List every line of the rows below that contains the string "watermark".

Point placement rows
··········
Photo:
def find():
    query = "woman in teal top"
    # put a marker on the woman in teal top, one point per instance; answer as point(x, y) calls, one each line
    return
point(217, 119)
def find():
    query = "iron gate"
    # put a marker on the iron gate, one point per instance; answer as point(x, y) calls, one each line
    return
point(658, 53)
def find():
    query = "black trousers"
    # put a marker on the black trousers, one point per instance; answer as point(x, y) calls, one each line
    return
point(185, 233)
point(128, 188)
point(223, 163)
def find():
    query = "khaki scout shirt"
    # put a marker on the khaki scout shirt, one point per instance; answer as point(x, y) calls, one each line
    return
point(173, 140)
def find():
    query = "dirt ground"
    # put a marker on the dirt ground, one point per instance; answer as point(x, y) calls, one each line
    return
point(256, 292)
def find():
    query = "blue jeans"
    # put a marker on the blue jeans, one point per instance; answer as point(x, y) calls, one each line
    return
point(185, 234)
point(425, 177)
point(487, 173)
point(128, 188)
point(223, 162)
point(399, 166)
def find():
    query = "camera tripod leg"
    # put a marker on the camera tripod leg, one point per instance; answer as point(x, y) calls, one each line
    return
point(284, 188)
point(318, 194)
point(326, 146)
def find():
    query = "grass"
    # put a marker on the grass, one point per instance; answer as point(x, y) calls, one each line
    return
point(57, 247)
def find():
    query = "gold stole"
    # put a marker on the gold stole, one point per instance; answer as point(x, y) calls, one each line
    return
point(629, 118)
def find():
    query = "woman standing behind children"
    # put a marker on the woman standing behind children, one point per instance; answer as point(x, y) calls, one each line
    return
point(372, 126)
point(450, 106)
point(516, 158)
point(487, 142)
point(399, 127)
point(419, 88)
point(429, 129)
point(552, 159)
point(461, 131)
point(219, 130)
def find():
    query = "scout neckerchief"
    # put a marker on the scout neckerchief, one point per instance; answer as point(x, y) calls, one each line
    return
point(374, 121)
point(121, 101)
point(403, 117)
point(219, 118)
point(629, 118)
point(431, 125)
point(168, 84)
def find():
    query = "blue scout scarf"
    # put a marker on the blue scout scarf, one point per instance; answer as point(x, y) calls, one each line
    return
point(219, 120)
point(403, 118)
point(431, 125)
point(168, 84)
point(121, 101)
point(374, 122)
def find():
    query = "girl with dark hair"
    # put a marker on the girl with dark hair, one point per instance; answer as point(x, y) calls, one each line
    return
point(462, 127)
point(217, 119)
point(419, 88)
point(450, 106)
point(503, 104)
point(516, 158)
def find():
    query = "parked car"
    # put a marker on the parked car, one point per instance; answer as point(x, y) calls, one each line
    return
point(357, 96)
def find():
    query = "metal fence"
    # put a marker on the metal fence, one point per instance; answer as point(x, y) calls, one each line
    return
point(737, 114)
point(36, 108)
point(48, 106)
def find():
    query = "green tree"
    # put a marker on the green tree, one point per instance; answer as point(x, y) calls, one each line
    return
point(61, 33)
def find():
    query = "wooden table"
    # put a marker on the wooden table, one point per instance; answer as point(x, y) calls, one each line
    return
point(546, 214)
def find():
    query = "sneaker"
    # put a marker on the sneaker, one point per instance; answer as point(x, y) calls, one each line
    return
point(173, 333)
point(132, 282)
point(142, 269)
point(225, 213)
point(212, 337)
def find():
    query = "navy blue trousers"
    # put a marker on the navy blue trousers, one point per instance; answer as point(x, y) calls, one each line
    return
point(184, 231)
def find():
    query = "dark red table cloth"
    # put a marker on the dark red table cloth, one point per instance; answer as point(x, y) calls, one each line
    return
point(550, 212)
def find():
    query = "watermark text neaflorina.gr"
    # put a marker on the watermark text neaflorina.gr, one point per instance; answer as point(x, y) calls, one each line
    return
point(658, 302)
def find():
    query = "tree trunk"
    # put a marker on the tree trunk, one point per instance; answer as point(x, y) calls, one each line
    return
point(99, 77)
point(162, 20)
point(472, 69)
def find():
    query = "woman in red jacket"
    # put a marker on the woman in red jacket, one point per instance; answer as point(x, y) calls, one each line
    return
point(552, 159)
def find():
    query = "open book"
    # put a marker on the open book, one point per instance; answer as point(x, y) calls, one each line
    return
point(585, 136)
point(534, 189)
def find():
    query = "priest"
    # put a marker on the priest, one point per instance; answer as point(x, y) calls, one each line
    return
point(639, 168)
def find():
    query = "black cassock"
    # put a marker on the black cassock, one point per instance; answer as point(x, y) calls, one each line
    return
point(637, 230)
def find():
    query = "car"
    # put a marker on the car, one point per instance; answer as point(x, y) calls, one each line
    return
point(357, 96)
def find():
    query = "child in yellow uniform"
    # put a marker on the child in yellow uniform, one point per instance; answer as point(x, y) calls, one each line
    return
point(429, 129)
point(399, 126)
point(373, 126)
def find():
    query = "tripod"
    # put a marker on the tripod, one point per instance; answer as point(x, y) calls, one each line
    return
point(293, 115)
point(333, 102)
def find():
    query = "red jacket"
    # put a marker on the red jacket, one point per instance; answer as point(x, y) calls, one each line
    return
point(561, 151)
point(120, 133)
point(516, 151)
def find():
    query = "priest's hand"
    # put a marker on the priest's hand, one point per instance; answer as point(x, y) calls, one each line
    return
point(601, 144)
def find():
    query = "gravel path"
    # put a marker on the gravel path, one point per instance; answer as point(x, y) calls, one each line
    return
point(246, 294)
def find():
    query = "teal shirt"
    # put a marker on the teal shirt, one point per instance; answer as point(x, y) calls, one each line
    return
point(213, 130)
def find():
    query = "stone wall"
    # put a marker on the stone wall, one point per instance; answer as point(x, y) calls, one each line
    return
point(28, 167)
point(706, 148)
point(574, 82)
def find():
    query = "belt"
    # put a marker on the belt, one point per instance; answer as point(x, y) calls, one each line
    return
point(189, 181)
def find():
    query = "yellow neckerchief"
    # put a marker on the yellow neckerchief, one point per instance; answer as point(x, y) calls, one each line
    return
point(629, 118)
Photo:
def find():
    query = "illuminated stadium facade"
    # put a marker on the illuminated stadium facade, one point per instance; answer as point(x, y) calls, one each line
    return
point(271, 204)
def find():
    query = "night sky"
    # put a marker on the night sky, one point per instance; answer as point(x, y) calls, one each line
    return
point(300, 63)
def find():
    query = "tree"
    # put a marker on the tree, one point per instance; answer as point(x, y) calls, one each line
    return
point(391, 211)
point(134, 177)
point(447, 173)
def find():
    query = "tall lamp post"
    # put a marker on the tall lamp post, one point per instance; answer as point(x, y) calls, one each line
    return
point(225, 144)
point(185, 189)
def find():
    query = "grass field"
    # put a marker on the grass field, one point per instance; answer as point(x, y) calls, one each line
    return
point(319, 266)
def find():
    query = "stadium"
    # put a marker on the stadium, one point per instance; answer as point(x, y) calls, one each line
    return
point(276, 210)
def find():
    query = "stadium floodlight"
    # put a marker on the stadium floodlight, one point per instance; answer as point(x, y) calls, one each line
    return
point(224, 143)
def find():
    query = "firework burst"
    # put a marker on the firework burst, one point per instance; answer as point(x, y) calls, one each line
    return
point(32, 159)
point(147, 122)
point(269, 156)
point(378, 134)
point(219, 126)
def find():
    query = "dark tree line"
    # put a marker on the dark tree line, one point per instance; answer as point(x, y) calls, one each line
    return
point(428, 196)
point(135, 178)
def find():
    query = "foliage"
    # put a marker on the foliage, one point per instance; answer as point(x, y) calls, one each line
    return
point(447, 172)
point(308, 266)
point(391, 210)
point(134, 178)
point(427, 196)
··········
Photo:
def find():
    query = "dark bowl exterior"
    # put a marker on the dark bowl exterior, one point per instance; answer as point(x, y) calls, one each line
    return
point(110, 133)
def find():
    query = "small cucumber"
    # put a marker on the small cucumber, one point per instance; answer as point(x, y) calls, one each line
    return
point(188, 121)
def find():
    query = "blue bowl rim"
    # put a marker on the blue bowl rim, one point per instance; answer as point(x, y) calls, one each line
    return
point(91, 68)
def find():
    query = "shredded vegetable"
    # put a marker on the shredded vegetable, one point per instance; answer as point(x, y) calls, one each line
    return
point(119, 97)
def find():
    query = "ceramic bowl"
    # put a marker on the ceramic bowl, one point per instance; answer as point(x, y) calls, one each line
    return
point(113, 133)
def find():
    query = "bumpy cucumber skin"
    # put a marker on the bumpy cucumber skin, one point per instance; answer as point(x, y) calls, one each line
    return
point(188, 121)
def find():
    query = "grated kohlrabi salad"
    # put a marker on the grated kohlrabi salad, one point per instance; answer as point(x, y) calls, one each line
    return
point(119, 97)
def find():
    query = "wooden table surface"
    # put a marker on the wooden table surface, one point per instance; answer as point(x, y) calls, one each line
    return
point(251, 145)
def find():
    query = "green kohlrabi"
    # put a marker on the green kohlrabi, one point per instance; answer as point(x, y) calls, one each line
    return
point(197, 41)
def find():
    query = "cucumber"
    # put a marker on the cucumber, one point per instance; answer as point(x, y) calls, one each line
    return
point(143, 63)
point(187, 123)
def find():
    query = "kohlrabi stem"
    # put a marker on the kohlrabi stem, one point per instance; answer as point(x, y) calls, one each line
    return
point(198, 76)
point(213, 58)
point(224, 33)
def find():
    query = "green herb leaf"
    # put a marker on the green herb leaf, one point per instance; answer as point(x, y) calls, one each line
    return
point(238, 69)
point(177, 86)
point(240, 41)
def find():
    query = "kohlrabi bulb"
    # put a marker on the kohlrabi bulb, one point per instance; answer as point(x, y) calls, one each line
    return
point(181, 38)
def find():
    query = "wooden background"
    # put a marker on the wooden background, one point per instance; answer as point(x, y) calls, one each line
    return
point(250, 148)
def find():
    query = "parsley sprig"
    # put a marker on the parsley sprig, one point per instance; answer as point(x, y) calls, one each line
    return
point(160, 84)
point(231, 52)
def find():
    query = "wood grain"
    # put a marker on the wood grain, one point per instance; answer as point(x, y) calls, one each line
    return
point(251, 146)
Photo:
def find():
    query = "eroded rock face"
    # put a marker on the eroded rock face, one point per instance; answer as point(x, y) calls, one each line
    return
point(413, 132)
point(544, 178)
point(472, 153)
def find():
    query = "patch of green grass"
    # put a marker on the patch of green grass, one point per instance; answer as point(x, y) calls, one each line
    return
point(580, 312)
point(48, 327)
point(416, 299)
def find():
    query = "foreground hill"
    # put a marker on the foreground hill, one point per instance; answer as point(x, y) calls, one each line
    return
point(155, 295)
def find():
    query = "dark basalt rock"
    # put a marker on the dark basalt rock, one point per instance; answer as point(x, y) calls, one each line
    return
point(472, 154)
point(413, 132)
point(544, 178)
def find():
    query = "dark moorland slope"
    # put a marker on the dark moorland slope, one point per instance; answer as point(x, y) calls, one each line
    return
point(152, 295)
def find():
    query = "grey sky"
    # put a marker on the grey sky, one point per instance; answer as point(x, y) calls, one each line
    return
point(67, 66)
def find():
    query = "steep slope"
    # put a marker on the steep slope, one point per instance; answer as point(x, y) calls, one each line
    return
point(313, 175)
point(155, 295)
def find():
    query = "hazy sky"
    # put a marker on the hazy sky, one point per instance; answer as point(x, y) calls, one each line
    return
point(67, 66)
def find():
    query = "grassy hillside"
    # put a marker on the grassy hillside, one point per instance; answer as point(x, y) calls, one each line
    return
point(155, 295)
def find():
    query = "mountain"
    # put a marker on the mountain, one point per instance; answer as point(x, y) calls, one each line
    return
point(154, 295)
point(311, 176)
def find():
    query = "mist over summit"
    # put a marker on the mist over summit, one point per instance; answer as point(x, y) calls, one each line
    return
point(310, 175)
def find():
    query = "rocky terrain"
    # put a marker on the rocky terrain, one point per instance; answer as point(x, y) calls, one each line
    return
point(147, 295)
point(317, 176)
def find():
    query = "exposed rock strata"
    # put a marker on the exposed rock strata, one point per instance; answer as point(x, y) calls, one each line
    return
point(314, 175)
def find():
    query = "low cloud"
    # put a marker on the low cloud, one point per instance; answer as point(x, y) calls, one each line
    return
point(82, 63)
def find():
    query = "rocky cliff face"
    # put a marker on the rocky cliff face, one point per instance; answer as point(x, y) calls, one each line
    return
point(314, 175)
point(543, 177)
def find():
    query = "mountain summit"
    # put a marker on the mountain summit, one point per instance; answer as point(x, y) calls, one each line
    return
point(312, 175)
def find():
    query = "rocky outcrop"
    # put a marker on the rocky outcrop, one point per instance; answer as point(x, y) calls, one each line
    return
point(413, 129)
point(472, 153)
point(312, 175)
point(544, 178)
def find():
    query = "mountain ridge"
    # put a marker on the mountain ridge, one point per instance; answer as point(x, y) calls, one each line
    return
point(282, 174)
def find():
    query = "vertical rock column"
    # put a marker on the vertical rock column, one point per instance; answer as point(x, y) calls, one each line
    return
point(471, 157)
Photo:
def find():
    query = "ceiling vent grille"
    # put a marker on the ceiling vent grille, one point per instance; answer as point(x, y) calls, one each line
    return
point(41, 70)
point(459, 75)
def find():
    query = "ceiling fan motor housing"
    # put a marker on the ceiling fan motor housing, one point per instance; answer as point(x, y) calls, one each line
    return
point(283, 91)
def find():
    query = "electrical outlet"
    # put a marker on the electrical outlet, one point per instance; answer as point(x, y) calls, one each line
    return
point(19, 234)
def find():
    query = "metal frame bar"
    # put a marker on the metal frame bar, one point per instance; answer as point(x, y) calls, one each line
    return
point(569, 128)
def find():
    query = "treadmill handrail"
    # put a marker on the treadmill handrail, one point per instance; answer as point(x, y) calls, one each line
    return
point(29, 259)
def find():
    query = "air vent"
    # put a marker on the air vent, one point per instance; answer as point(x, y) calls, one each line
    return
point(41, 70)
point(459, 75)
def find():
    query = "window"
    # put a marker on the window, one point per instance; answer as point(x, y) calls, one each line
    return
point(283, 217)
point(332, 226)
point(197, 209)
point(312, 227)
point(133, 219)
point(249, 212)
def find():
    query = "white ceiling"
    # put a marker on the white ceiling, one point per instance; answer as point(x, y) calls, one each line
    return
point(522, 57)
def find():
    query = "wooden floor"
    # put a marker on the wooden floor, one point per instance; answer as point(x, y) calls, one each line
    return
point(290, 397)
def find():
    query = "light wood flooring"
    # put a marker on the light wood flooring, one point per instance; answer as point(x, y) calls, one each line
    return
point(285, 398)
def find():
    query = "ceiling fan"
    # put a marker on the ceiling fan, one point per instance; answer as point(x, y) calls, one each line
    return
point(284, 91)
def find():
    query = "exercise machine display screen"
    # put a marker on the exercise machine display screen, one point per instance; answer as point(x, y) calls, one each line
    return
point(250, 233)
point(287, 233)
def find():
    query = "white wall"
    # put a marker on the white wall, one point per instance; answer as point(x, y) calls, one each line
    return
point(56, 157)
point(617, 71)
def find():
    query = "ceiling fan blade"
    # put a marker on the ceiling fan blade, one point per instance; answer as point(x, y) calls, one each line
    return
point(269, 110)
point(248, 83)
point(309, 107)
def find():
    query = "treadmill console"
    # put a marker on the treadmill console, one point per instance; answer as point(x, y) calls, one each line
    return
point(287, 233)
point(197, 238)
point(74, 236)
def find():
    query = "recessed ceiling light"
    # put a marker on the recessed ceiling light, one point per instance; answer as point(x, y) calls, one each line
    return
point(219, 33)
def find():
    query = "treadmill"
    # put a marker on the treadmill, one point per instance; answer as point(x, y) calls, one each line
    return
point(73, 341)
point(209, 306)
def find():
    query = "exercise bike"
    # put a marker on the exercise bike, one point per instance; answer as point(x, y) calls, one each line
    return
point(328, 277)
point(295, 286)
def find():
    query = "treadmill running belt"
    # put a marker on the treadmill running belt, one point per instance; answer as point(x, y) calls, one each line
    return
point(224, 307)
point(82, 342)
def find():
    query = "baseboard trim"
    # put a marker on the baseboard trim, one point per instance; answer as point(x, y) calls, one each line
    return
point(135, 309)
··········
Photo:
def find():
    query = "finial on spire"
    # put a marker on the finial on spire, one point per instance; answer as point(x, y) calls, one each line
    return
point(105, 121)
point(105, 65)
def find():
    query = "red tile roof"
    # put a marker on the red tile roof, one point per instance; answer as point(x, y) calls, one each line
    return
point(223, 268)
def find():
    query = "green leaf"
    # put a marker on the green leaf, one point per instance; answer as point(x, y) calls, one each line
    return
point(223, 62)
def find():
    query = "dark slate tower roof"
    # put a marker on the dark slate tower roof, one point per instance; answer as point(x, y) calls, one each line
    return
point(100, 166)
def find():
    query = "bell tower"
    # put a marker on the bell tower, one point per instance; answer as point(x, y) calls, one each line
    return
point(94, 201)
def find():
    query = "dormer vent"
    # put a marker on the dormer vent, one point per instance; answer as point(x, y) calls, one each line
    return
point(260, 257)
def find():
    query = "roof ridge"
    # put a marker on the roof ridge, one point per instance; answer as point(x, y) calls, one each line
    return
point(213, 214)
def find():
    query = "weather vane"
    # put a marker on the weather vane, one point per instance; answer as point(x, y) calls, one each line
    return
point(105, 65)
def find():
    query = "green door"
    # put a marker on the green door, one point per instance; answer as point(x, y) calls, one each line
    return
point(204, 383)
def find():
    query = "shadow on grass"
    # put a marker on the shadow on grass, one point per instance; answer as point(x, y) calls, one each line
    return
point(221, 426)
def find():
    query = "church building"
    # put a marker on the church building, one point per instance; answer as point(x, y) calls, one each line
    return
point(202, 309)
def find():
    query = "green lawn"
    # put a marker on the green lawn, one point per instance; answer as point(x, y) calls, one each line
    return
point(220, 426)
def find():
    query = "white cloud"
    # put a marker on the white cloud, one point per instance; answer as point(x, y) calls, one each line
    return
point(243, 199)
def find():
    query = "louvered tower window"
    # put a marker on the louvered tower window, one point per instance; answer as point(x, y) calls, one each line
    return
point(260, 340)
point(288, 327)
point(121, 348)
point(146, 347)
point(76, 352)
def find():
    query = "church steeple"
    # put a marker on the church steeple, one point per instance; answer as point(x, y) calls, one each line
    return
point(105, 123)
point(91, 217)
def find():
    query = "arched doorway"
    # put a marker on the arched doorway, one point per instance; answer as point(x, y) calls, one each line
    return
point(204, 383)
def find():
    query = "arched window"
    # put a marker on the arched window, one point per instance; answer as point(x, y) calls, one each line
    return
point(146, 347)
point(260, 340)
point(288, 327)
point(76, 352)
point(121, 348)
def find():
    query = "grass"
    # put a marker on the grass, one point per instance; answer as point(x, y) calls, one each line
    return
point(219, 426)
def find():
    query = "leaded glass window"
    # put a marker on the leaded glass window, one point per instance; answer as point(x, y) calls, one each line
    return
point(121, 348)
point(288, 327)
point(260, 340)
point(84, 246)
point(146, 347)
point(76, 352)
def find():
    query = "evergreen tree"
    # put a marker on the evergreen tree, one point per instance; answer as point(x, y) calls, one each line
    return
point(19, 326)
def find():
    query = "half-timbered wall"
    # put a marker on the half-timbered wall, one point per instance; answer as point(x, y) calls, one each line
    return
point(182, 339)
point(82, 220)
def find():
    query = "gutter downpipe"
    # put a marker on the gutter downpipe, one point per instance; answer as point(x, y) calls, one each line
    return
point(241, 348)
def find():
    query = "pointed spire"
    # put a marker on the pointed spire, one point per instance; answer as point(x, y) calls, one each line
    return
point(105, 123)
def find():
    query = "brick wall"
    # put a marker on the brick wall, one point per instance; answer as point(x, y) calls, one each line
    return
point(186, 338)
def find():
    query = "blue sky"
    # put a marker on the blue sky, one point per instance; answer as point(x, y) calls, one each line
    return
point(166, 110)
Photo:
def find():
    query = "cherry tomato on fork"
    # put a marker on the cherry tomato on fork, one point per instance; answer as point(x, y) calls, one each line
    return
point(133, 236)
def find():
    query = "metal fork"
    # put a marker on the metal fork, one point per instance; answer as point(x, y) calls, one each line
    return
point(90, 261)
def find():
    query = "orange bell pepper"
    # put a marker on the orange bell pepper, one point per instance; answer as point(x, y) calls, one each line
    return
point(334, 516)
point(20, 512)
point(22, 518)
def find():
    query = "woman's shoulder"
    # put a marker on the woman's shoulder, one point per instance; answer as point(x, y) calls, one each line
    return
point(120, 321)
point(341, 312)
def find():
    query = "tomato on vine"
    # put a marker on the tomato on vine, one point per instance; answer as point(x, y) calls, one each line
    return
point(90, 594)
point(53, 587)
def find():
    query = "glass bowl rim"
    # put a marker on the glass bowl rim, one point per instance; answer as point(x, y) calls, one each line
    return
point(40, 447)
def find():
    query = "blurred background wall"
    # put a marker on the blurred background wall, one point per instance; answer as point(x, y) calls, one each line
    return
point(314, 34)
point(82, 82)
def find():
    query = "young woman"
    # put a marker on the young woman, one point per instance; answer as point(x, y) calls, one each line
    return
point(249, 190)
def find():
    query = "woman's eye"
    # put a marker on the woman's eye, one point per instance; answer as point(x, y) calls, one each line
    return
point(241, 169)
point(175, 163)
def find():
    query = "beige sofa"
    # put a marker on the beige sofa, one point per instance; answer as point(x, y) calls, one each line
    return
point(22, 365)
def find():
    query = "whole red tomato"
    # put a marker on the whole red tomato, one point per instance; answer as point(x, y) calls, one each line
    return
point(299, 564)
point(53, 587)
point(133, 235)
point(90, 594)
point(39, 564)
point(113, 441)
··········
## ANSWER FOR THE TASK
    query = "watermark text neaflorina.gr"
    # put a marker on the watermark text neaflorina.gr, one point per instance; answer as point(x, y) calls, one each line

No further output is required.